Directions for this task ▸
Count the lines in the listing below that contain the string "shoulder". Reply with that number only.

Data to use ▸
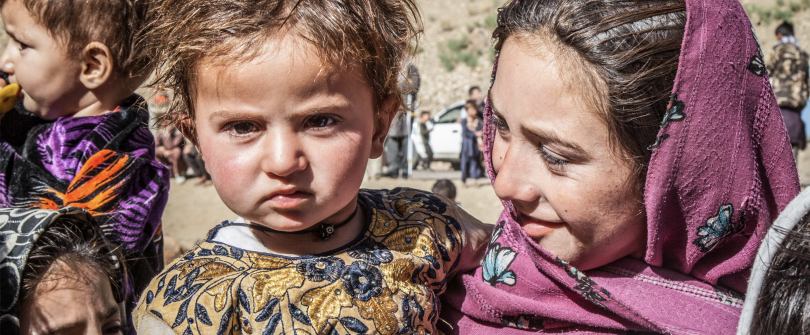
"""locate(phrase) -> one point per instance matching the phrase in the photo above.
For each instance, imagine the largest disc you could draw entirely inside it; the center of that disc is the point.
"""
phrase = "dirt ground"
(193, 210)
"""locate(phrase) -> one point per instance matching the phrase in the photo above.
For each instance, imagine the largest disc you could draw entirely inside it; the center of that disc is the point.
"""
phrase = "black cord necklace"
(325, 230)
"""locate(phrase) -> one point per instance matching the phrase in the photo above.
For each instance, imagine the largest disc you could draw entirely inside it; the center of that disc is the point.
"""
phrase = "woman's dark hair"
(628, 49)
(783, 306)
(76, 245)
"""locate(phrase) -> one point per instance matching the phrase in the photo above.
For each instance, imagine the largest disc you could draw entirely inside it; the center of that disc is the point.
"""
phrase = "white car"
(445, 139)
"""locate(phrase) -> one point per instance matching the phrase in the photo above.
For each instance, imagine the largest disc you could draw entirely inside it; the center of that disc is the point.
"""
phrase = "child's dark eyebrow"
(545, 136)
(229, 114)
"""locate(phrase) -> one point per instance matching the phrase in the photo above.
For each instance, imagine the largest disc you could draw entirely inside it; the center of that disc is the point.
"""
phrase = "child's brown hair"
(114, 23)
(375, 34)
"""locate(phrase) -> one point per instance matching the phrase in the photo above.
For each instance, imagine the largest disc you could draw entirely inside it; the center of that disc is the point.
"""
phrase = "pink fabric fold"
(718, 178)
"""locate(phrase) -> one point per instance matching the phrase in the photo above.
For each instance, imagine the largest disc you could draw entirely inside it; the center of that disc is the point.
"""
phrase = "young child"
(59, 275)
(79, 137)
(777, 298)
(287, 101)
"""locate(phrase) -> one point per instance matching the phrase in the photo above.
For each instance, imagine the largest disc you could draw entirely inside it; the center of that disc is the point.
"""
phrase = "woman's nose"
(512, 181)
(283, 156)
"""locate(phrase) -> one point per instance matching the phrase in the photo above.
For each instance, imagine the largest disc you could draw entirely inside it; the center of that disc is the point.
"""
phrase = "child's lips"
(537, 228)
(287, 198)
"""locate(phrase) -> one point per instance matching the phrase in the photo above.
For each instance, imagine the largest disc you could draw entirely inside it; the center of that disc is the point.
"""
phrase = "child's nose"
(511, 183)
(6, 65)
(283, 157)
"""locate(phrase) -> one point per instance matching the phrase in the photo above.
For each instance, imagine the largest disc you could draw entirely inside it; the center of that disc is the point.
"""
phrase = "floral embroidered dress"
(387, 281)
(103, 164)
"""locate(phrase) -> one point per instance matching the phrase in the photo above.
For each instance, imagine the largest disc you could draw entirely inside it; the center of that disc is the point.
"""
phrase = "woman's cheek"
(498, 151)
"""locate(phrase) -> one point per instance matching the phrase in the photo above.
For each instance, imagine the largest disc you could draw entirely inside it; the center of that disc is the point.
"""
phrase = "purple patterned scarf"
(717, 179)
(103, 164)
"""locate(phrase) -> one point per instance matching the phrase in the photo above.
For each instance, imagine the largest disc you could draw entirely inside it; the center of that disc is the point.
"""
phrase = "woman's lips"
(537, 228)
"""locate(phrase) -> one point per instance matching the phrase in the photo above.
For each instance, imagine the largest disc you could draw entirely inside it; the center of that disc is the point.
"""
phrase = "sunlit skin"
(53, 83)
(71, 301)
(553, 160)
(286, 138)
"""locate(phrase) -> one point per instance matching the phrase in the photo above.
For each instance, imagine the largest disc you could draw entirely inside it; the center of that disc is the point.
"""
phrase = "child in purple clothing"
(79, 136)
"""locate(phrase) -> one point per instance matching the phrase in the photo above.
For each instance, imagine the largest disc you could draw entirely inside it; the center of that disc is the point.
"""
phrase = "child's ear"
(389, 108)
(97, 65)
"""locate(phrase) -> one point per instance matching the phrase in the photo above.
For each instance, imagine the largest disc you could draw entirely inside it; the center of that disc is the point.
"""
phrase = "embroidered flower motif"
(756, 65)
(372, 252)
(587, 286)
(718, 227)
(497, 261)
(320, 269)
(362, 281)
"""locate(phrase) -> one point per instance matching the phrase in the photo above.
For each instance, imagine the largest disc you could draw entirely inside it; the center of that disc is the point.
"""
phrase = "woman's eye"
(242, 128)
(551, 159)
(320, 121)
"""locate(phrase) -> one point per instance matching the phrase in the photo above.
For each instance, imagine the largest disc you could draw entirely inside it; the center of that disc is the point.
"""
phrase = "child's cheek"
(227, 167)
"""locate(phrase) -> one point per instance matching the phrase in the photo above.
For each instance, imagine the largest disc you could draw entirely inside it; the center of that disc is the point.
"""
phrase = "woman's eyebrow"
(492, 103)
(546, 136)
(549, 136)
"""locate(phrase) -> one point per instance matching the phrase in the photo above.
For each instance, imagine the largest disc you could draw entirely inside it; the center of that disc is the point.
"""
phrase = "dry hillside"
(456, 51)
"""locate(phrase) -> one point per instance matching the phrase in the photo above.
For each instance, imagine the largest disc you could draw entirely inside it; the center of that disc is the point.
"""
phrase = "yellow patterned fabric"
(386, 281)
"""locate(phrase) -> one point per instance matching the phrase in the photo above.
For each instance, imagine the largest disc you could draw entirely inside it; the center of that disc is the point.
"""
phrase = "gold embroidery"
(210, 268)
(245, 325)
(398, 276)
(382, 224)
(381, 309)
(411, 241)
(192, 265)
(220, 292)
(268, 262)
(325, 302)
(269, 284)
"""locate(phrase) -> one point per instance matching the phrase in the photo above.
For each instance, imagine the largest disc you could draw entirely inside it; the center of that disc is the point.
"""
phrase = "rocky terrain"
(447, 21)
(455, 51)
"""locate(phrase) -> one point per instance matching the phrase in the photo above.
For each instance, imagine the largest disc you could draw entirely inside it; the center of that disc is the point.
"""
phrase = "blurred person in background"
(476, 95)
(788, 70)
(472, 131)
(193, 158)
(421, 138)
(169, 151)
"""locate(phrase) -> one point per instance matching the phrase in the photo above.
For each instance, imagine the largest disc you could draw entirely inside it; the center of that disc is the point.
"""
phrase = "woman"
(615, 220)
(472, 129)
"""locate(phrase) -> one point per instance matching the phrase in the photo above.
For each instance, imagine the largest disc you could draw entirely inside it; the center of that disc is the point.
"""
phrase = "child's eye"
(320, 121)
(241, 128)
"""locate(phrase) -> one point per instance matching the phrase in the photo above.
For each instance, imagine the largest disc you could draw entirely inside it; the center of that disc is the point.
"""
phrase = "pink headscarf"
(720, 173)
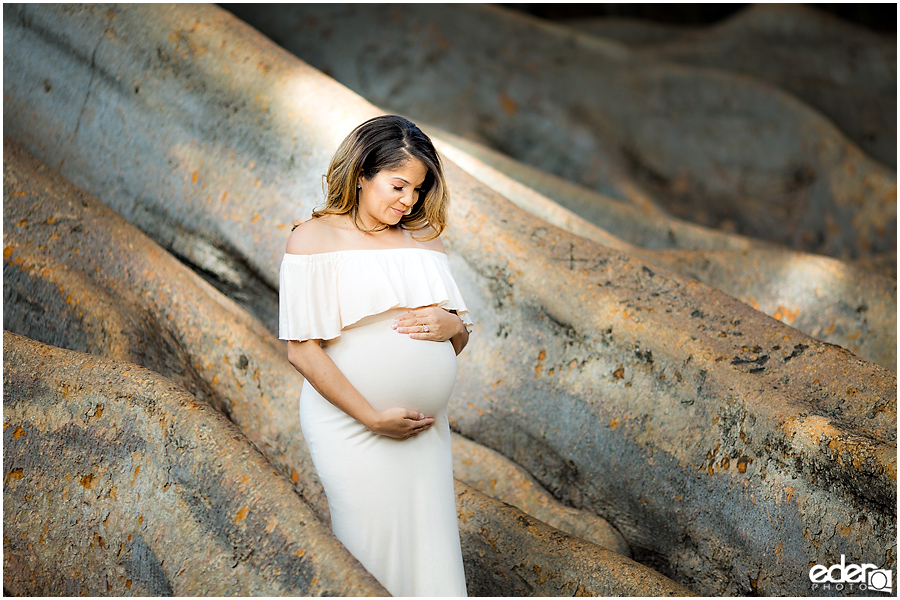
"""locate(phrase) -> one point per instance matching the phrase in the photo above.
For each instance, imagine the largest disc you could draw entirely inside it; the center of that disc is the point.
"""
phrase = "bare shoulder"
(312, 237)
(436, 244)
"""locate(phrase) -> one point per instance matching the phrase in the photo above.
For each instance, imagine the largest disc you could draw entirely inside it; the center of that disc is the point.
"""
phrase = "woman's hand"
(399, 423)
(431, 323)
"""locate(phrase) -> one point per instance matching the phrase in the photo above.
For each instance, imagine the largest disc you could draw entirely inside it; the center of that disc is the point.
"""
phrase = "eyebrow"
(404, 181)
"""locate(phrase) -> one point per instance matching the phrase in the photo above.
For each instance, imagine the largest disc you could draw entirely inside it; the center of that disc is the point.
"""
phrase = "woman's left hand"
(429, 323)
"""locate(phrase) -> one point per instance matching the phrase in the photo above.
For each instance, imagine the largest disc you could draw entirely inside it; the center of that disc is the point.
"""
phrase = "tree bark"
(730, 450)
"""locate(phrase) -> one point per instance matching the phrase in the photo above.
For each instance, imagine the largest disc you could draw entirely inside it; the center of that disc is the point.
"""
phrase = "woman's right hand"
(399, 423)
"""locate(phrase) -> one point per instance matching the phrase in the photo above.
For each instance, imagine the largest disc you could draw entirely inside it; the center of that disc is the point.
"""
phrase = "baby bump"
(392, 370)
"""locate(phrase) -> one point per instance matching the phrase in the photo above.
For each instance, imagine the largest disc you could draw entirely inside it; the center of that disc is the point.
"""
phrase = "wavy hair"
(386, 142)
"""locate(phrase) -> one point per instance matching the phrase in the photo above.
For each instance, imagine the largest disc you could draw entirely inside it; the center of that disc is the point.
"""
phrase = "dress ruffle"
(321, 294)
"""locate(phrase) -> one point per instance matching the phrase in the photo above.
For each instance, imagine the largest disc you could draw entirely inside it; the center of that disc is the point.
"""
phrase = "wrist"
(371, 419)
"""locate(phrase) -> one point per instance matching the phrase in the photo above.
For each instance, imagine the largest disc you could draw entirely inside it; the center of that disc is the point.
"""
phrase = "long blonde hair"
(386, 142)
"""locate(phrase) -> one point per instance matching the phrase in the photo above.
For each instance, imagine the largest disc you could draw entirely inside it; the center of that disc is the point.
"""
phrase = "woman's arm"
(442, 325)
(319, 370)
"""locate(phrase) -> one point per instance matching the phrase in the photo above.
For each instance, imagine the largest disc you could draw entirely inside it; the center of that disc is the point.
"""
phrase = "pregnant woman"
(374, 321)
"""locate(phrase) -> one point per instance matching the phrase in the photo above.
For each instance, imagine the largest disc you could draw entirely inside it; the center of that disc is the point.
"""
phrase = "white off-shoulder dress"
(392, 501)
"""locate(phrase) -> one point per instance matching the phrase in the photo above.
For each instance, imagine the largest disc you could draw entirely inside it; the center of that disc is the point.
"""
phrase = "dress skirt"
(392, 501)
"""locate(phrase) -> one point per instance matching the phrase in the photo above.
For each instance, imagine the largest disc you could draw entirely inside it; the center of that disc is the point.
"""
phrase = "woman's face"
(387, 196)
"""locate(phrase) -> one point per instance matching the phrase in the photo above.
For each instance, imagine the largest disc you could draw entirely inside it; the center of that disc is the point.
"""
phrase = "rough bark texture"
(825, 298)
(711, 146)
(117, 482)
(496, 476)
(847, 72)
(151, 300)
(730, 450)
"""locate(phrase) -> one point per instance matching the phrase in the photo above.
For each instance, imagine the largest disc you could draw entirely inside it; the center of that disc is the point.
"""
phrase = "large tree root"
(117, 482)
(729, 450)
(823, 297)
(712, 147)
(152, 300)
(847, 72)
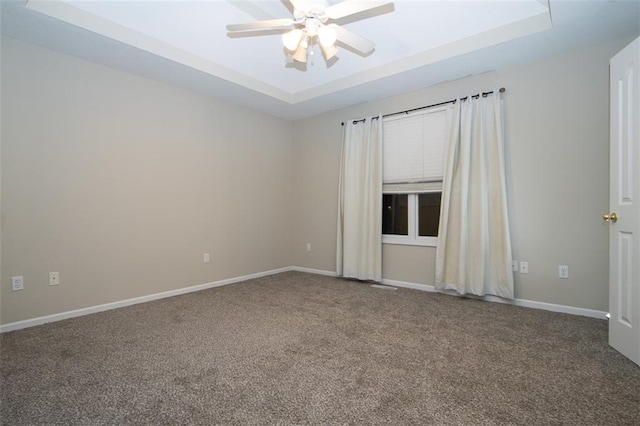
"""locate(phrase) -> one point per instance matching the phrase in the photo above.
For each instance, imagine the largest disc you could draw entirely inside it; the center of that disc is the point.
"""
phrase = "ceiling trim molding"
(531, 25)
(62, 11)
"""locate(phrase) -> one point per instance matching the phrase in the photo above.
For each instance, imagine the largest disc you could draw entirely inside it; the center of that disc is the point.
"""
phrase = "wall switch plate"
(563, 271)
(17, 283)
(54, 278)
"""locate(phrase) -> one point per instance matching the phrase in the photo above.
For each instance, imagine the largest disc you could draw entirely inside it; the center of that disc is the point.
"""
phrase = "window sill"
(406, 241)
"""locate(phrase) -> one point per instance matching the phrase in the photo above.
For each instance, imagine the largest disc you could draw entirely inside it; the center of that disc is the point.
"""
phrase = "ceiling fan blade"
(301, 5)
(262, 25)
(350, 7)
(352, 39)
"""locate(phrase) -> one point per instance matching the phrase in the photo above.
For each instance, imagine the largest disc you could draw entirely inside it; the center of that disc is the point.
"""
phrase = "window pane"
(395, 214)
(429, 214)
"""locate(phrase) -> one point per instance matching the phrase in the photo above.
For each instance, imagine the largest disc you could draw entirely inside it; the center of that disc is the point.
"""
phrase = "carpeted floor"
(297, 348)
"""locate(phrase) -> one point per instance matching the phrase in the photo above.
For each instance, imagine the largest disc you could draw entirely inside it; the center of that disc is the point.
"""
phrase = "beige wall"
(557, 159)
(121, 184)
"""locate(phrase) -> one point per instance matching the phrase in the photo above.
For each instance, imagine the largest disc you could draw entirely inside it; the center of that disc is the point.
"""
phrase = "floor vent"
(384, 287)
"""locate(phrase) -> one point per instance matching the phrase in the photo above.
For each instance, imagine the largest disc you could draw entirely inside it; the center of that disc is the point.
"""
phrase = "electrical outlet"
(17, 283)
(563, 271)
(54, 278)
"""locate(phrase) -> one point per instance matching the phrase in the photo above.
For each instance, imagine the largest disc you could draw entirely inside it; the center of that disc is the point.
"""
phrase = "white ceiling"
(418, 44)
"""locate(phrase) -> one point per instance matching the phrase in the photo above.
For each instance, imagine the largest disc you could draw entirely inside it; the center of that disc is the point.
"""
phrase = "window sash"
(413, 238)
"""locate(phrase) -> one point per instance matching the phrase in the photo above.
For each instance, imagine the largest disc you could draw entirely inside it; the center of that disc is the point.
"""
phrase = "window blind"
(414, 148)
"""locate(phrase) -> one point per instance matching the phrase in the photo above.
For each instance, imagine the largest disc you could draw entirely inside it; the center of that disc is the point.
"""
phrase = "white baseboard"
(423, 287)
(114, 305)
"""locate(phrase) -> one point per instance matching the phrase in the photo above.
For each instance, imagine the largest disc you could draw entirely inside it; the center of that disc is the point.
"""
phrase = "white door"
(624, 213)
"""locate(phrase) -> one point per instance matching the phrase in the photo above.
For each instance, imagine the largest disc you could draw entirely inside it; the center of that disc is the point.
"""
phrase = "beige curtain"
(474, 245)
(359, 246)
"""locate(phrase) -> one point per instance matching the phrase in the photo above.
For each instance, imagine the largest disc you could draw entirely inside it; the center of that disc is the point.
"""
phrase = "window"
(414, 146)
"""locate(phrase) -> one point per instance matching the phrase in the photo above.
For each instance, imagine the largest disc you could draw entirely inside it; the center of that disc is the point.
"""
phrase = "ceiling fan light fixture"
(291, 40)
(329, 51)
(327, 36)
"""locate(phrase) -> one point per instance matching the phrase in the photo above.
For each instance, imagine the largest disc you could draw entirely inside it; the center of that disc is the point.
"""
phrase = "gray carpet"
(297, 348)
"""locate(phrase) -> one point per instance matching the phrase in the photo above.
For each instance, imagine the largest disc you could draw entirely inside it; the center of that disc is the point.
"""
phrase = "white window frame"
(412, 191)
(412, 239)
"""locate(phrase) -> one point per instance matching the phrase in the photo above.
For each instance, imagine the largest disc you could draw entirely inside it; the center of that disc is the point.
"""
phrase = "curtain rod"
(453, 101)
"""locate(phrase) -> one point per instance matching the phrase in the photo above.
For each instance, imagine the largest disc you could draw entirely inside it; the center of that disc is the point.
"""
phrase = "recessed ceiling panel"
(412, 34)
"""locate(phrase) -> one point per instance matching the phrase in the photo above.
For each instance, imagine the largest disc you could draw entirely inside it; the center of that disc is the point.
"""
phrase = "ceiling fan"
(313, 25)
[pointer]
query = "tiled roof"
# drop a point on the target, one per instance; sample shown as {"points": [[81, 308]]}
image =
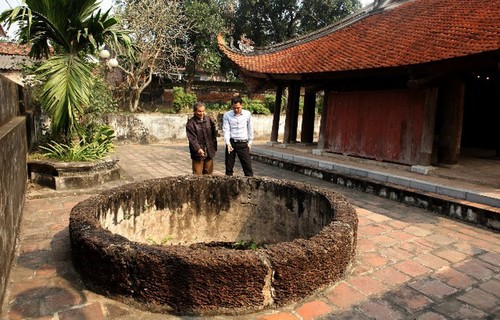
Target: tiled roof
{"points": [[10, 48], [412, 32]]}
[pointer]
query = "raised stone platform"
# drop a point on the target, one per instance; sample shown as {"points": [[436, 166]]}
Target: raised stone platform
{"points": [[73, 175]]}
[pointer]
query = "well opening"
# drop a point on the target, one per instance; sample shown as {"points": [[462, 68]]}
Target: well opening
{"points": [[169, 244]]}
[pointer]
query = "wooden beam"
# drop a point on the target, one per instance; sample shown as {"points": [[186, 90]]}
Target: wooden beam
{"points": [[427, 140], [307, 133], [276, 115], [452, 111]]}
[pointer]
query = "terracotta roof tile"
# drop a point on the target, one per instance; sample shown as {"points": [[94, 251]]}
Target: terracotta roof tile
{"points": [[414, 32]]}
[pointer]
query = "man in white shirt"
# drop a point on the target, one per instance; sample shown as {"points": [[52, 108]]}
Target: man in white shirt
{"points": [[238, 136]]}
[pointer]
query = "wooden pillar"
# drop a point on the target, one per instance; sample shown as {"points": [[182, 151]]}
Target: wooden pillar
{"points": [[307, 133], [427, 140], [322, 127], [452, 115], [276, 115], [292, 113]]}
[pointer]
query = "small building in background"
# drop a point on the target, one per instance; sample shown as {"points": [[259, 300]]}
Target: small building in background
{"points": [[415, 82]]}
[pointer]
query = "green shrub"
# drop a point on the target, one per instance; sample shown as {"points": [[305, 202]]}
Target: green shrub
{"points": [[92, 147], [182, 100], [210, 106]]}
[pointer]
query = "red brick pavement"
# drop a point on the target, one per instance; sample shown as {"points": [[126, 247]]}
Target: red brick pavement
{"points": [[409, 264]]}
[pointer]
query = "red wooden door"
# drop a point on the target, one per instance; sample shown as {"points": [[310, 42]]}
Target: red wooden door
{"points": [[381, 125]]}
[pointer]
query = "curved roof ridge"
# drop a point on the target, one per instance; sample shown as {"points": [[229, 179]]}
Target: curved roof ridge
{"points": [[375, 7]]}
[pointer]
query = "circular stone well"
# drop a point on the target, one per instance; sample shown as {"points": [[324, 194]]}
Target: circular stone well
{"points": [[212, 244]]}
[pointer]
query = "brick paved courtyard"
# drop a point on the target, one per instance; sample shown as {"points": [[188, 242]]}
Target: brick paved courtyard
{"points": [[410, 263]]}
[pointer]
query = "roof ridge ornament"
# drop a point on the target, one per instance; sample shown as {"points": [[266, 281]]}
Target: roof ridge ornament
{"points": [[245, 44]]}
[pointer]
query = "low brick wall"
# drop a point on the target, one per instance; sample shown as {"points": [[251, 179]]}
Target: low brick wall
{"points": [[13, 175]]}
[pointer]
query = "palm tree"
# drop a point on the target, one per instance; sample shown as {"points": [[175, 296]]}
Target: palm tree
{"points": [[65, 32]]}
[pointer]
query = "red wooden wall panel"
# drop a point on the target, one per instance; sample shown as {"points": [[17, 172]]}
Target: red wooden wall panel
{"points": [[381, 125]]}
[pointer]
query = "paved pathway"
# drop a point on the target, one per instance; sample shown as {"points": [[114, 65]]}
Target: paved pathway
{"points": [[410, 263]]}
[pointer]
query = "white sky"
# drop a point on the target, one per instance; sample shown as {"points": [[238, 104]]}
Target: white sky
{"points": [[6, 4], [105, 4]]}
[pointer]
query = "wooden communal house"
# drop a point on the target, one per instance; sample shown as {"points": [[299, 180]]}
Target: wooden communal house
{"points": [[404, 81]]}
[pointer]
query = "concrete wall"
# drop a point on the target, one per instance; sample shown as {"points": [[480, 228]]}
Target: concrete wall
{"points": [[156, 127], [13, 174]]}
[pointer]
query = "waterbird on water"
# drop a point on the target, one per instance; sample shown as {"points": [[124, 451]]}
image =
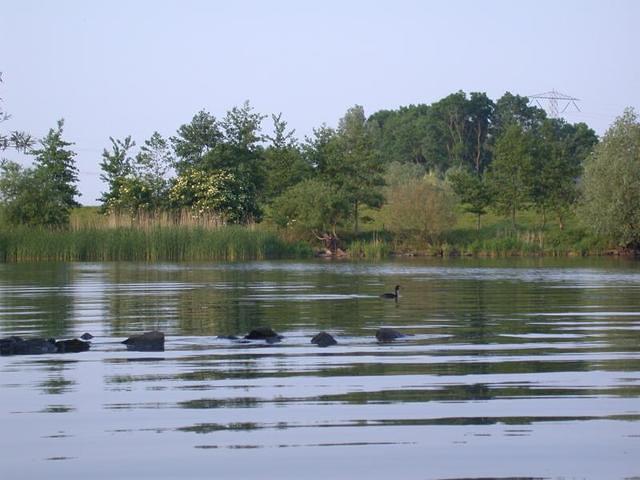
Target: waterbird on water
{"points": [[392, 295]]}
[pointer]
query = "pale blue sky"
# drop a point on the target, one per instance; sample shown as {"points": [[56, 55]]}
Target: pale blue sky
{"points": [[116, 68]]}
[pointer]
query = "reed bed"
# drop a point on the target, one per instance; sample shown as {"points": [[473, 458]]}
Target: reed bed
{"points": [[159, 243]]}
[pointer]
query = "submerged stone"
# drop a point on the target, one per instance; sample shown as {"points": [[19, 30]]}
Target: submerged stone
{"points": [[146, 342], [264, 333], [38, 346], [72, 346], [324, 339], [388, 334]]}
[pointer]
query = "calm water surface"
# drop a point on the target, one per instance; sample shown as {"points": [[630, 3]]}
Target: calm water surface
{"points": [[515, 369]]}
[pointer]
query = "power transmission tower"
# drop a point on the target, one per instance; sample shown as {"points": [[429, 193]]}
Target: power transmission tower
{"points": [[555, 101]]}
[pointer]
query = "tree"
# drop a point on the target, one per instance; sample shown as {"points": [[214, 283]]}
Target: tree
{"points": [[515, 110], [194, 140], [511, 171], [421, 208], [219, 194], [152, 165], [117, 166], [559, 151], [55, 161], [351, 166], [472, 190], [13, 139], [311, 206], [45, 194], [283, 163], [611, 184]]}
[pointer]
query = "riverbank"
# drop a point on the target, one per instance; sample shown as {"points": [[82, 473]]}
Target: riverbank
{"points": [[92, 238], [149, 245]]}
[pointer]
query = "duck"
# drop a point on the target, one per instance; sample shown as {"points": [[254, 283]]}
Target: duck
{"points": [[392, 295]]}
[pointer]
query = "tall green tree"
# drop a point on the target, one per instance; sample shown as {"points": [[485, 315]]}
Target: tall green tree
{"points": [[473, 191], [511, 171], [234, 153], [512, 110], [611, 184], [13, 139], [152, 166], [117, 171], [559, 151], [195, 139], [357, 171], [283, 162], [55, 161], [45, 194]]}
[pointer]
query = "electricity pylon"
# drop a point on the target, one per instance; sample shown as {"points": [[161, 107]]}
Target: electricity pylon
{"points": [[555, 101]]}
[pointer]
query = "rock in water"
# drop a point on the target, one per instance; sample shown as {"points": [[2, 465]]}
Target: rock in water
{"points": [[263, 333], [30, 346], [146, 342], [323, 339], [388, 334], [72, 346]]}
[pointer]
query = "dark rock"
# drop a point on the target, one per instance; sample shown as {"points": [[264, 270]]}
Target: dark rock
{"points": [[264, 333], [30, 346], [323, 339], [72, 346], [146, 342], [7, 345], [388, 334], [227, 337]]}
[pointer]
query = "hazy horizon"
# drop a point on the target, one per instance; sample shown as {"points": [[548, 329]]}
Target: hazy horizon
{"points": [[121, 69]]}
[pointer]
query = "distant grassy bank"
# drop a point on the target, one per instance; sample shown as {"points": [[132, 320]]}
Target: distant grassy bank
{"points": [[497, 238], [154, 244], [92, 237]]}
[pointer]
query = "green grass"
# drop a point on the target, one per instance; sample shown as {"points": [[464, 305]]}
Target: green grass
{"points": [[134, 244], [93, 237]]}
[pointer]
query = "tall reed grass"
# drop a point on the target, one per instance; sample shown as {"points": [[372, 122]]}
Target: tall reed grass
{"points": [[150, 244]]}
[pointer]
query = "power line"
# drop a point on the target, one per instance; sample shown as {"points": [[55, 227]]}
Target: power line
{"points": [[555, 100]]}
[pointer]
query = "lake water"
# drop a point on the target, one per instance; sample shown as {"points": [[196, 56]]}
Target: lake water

Expected answer ▸
2